WORK INSTRUCTIONS —
Reproduce the listing below in its entirety. Change nothing.

-- begin SUPPLIED RECORDS --

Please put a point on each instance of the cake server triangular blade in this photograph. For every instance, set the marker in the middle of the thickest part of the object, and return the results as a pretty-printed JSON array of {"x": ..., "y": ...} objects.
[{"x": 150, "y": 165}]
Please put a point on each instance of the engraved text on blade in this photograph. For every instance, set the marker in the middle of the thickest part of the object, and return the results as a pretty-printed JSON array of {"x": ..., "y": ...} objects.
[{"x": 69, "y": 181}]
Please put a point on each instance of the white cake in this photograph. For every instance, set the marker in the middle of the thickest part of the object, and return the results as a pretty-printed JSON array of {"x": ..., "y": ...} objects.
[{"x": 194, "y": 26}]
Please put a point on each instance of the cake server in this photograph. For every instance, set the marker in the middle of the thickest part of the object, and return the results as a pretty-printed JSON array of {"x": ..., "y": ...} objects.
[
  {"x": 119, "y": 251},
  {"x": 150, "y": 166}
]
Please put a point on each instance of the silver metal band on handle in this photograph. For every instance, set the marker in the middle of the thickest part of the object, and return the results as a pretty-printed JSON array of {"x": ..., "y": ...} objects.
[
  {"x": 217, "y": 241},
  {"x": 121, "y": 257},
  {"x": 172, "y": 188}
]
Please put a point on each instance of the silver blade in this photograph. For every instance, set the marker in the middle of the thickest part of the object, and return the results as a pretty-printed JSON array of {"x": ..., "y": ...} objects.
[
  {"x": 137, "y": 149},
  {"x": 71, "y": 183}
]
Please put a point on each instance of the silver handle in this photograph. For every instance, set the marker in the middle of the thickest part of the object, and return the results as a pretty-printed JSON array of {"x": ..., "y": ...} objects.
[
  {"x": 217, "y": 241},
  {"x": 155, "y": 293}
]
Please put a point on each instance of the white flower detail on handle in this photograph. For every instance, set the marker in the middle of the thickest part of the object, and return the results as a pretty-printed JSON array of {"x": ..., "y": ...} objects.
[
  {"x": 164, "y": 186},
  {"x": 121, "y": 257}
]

-- end SUPPLIED RECORDS --

OUTPUT BELOW —
Please put a point on each instance of the cake server triangular blade in this photograph. For every instance, set the marker in the middle of the thickest part of the object, and return the results as a pretty-printed JSON array of {"x": ..., "y": ...} objects.
[{"x": 150, "y": 165}]
Please put a point on each instance of the engraved text on blade in this photograph. For every instance, set the marker in the middle of the thickest part of the object, and return the results as a pretty-printed JSON array of {"x": ..., "y": ...} objects.
[{"x": 69, "y": 181}]
Please put a point on each instance of the white cake in this photograph. For every instance, set the marker in the middle of the thickest part of the object, and return the results as a pretty-printed JSON array of {"x": ..., "y": ...} objects.
[{"x": 194, "y": 26}]
Please put a point on each instance of the cake server in this photograph. For every instance, set the marker in the middle of the thickest part of the object, and return the results as a pretty-printed JSON array of {"x": ..., "y": ...} objects.
[
  {"x": 119, "y": 251},
  {"x": 150, "y": 166}
]
Please put a point on each instance of the silver metal band on handle in this photograph. For every instance, set the marker in the middle of the thickest part of the object, and return the results as a pretty-printed JSON array of {"x": ..., "y": ...} objects.
[
  {"x": 217, "y": 241},
  {"x": 121, "y": 257},
  {"x": 172, "y": 188}
]
Please put a point on each instance of the silver blade in this photograph. For every instance, set the marker in the middle of the thickest part of the object, and return the results as a pretty-printed JSON array of {"x": ..., "y": ...} objects.
[
  {"x": 137, "y": 149},
  {"x": 71, "y": 183}
]
Please put a point on each instance of the silver handle in this photograph. For every instance, set the marker in the middle of the thickest part of the object, and return the results as a pretty-printed JSON array of {"x": ..., "y": ...} objects.
[
  {"x": 217, "y": 241},
  {"x": 155, "y": 293}
]
Please put a point on each instance of the white flower detail on handle in this photograph. For every instance, set the marker in the middle of the thickest part of the object, and return the results as a pretty-printed JSON array of {"x": ..., "y": ...} objects.
[
  {"x": 164, "y": 186},
  {"x": 121, "y": 257}
]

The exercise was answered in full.